Read our 2014 Lake Management Plan

Lake Description Peppermill Lake is located in southeast Adams County, approximately 4 miles west of Oxford, Wisconsin. The lake has a surface area of 100 or 91 acres with a maximum depth of 14 feet and a mean depth of 7 feet. Peppermill Lake is the headwaters for Peppermill Creek, which is a tributary of Neenah Creek. Peppermill Creek has a diverse cold and warm water fishery and the macrophyte indices and instream habitat assessments are satisfactory (The Sate of the Upper Fox River Basin, 2001). The water source for the lake is surface runoff and groundwater springs. The University of Wisconsin-Stevens Point Environmental Task Force Program evaluated the groundwater entering the lake in 2001. Groundwater generally flows northwest into the lake and flows northeastern out of the lake. The University of Wisconsin-Stevens Point Environmental Task Force Program also determined that stratification occurs in the deep holes during the winter and summer months, while mixing occurs in the spring and the fall. The Peppermill Dam, built in 1967, impounds water to form the lake. The dam is owned by Adams County who operates, maintains, and performs repairs. There is a public boat launch located at the east end of Peppermill Lake. Adams County Parks and Recreation Department manage the boat launch and the immediate area.

Climate The climate in the Peppermill Lake area is classified in the continental climate type. The summers have warm but not excessively hot days and cool nights. Winters are long, cold, and snowy. Mean annual precipitation is almost 30 inches. In an average winter, snow cover on the ground and ice cover on the lakes lasts from December to April. The growing season generally extends from late May to early September, for an average frost-free growing season of 135 days. Prevailing winds come out of the northwest from late fall through spring, and from the South during the remainder of the year. The wind speed generally ranges from 4 to 15 miles per hour. (Adams County Land and Water Resource Management Plan)

**Aim**
According to the Peppermill Lake text, in what year was the Peppermill Dam built? The records have no connection to the Peppermill Lake text.

[Dataset excerpts about pointing to objects]
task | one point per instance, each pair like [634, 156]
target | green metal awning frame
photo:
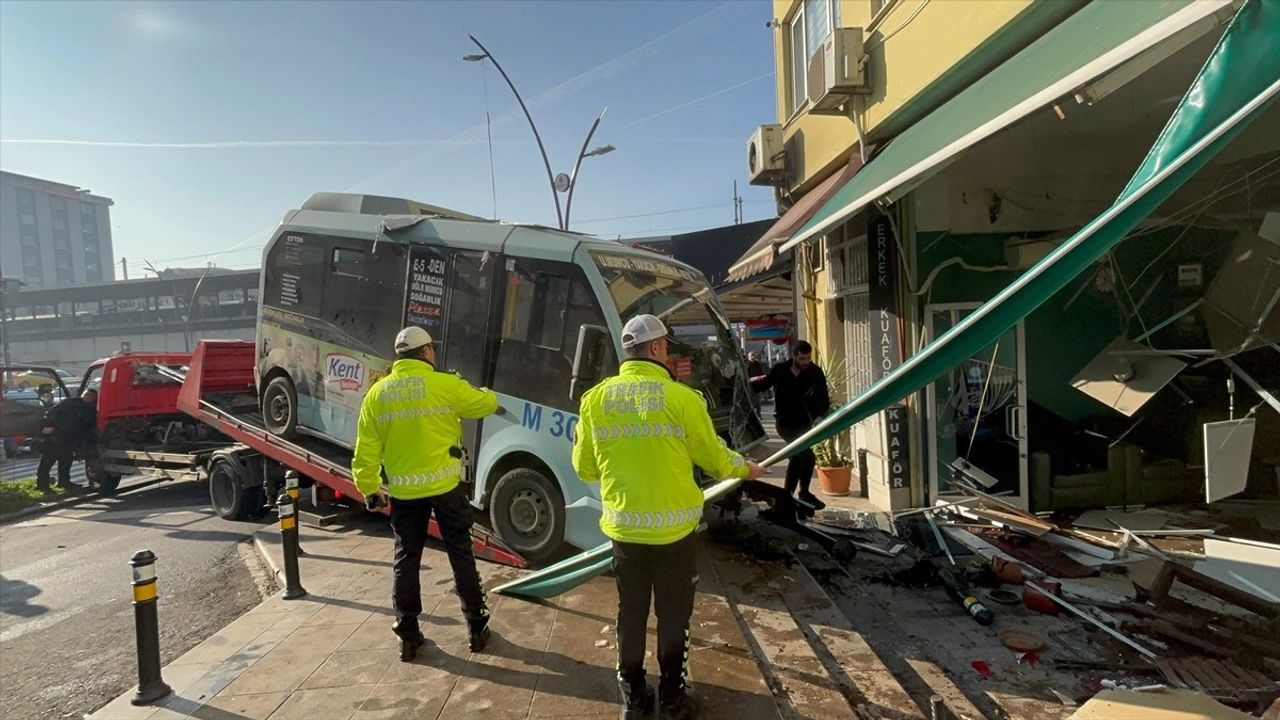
[1238, 83]
[1083, 48]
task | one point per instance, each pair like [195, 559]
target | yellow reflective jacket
[639, 434]
[408, 423]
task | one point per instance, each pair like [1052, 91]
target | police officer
[68, 427]
[639, 436]
[410, 425]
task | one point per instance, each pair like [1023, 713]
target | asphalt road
[65, 616]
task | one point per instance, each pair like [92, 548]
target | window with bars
[858, 342]
[846, 263]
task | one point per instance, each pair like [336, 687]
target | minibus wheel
[528, 511]
[280, 408]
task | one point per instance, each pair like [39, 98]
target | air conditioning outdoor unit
[836, 72]
[766, 158]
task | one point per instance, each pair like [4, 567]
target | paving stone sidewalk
[332, 655]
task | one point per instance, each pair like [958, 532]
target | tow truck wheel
[227, 493]
[528, 511]
[280, 408]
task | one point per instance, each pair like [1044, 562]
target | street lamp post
[577, 164]
[562, 217]
[547, 163]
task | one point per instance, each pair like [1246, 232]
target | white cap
[641, 329]
[411, 338]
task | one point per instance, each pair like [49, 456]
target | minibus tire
[280, 388]
[529, 491]
[228, 495]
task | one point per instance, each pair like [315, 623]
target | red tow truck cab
[132, 390]
[181, 415]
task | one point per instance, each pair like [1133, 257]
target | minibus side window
[469, 317]
[356, 304]
[295, 274]
[544, 305]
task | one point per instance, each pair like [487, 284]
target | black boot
[480, 636]
[411, 641]
[638, 700]
[679, 705]
[410, 647]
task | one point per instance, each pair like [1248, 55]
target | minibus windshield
[703, 352]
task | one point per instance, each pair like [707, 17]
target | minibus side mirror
[589, 359]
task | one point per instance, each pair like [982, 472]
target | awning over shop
[1084, 46]
[1238, 83]
[762, 255]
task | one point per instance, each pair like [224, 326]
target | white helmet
[411, 338]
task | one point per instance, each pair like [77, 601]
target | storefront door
[977, 414]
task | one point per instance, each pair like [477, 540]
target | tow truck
[186, 417]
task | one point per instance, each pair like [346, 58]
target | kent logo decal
[343, 372]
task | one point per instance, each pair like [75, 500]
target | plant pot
[835, 481]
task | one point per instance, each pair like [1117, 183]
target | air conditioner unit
[836, 72]
[766, 158]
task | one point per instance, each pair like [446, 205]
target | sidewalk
[332, 655]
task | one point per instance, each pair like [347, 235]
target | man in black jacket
[801, 400]
[68, 425]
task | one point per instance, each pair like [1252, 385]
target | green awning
[1239, 81]
[1084, 46]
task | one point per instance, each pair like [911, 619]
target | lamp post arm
[572, 177]
[547, 163]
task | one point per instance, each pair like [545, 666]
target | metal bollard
[295, 492]
[288, 510]
[151, 686]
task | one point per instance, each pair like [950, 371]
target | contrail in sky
[236, 144]
[570, 86]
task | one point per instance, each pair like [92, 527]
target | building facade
[54, 233]
[927, 154]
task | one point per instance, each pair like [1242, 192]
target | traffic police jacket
[410, 424]
[639, 434]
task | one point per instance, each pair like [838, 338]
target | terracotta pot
[835, 481]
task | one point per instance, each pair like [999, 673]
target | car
[22, 408]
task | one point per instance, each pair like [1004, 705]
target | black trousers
[408, 524]
[668, 574]
[800, 465]
[60, 452]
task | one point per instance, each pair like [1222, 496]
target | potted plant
[835, 468]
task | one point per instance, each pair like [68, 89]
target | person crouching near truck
[410, 424]
[639, 436]
[68, 427]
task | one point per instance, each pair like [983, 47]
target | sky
[206, 122]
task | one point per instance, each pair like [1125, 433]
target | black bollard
[289, 540]
[151, 686]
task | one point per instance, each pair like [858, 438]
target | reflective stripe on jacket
[639, 436]
[408, 423]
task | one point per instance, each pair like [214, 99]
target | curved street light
[487, 55]
[577, 164]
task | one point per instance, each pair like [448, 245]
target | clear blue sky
[206, 121]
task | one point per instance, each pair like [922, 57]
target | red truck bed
[219, 391]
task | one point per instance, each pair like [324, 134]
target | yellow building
[926, 153]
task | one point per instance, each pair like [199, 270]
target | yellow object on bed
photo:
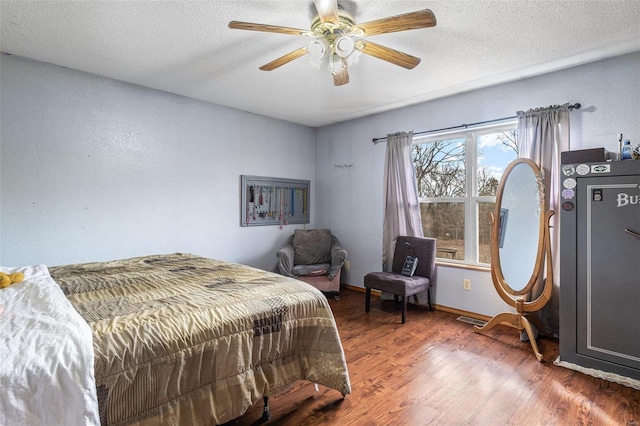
[182, 339]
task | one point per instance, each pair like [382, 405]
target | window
[457, 175]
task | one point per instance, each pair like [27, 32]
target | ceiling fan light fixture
[335, 64]
[344, 46]
[317, 51]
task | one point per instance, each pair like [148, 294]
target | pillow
[311, 246]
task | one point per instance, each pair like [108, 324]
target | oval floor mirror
[519, 249]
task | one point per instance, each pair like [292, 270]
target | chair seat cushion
[311, 246]
[319, 269]
[396, 284]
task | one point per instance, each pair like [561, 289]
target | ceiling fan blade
[390, 55]
[408, 21]
[327, 10]
[341, 77]
[284, 59]
[237, 25]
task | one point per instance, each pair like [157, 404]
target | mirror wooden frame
[523, 318]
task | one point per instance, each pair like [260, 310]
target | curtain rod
[464, 126]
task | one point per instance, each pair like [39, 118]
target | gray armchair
[314, 256]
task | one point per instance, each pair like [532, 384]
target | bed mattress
[182, 339]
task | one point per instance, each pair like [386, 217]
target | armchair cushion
[311, 246]
[319, 269]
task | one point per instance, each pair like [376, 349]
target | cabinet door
[608, 276]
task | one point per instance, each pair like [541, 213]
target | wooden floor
[437, 370]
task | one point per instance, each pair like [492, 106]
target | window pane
[445, 222]
[484, 232]
[495, 152]
[440, 170]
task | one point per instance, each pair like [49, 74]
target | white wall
[349, 201]
[95, 169]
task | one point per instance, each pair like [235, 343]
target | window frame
[471, 199]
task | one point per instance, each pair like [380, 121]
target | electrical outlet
[466, 284]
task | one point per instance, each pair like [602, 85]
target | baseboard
[437, 307]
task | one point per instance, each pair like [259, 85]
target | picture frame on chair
[410, 265]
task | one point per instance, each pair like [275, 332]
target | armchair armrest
[285, 260]
[338, 256]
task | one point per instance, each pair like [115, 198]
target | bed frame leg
[266, 415]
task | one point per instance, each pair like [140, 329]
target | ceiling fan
[337, 40]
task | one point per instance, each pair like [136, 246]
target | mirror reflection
[519, 249]
[519, 233]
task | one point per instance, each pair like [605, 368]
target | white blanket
[46, 355]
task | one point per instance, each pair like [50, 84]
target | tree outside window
[457, 177]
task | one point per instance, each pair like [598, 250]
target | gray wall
[95, 169]
[349, 201]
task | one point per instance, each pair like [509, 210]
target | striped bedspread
[181, 339]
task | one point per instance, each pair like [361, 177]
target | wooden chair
[401, 285]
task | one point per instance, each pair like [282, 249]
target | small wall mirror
[520, 247]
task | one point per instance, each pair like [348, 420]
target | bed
[182, 339]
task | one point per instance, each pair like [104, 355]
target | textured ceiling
[185, 47]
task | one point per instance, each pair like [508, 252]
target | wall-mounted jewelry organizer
[273, 201]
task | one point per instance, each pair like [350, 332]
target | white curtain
[543, 133]
[401, 205]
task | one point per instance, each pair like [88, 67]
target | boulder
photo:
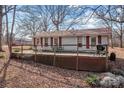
[109, 82]
[121, 80]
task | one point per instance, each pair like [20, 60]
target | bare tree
[2, 13]
[10, 33]
[58, 13]
[113, 16]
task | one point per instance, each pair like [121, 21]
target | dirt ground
[17, 73]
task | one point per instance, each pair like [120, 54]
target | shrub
[92, 80]
[16, 50]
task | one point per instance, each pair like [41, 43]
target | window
[34, 41]
[87, 42]
[93, 41]
[37, 41]
[99, 39]
[51, 41]
[60, 41]
[79, 41]
[56, 41]
[46, 41]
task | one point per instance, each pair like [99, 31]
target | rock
[109, 82]
[121, 80]
[117, 72]
[109, 74]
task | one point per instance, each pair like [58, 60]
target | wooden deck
[86, 62]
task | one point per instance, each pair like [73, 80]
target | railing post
[77, 57]
[106, 57]
[35, 53]
[54, 58]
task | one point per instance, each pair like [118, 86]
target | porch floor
[62, 53]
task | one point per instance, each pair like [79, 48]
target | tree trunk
[121, 42]
[0, 27]
[11, 34]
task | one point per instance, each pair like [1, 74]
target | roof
[81, 32]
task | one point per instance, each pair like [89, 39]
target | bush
[16, 50]
[92, 80]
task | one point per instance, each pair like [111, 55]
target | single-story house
[85, 39]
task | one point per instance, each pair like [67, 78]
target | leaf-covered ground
[20, 73]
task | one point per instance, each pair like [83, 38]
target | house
[85, 39]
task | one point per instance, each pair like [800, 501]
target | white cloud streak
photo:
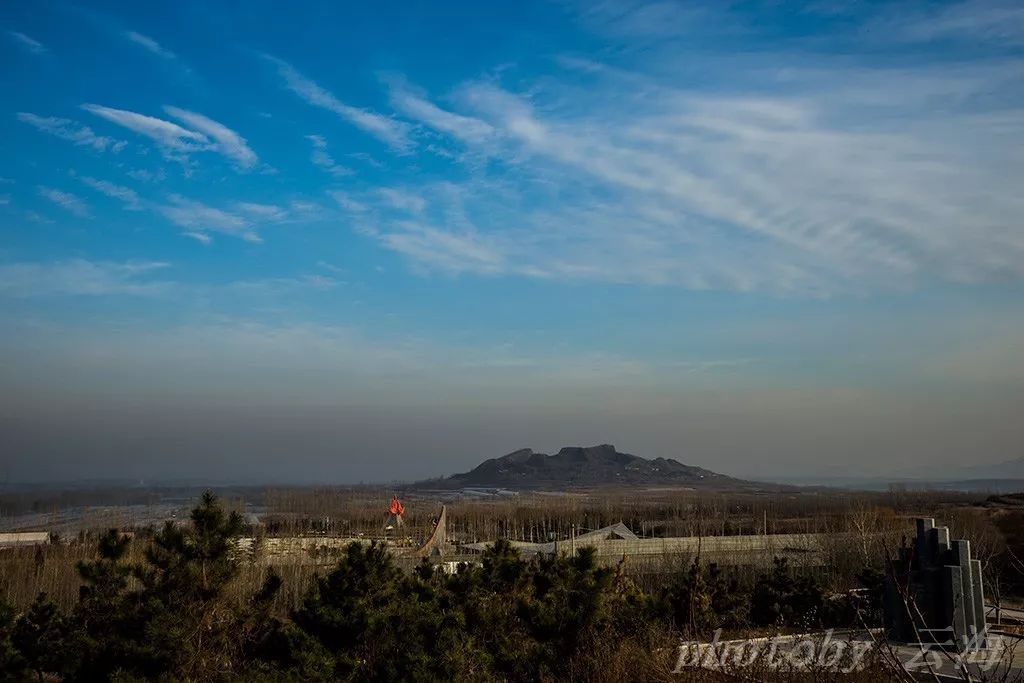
[226, 141]
[66, 201]
[168, 135]
[806, 181]
[203, 133]
[393, 133]
[320, 157]
[29, 43]
[72, 131]
[81, 278]
[127, 196]
[198, 218]
[150, 44]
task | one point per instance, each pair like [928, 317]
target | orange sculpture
[396, 507]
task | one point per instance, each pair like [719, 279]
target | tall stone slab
[943, 588]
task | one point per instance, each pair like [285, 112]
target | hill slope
[578, 466]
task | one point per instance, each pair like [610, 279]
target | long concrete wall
[11, 539]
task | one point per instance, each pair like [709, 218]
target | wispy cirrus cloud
[240, 219]
[199, 219]
[69, 130]
[127, 196]
[170, 136]
[393, 133]
[225, 140]
[320, 157]
[793, 180]
[418, 108]
[81, 278]
[150, 44]
[66, 201]
[203, 133]
[28, 42]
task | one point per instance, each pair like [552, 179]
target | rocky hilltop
[579, 466]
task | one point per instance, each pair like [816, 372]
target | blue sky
[762, 238]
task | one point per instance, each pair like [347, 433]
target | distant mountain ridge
[585, 466]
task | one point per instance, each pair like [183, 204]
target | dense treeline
[177, 614]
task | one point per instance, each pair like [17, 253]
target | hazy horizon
[367, 244]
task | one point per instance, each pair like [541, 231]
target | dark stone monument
[934, 593]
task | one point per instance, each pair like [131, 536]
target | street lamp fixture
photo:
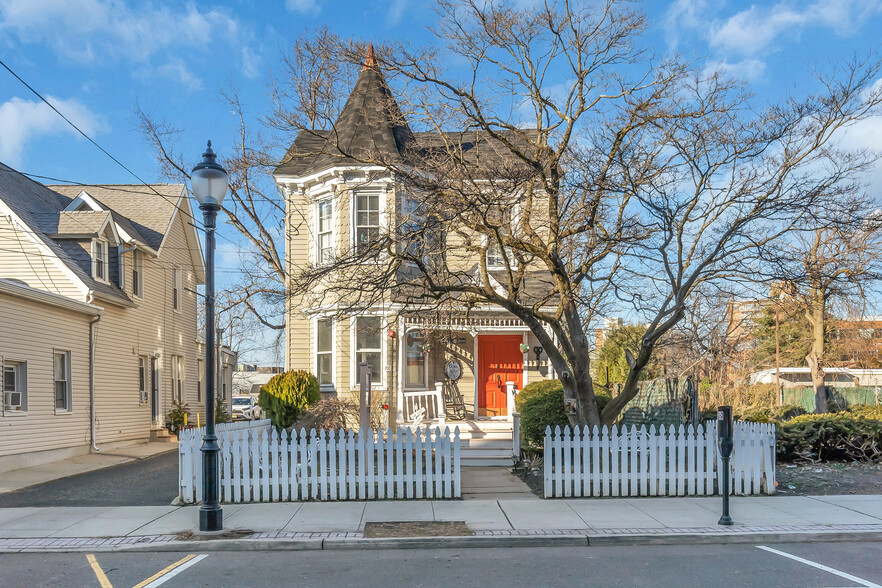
[209, 182]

**Answer for this exercise**
1967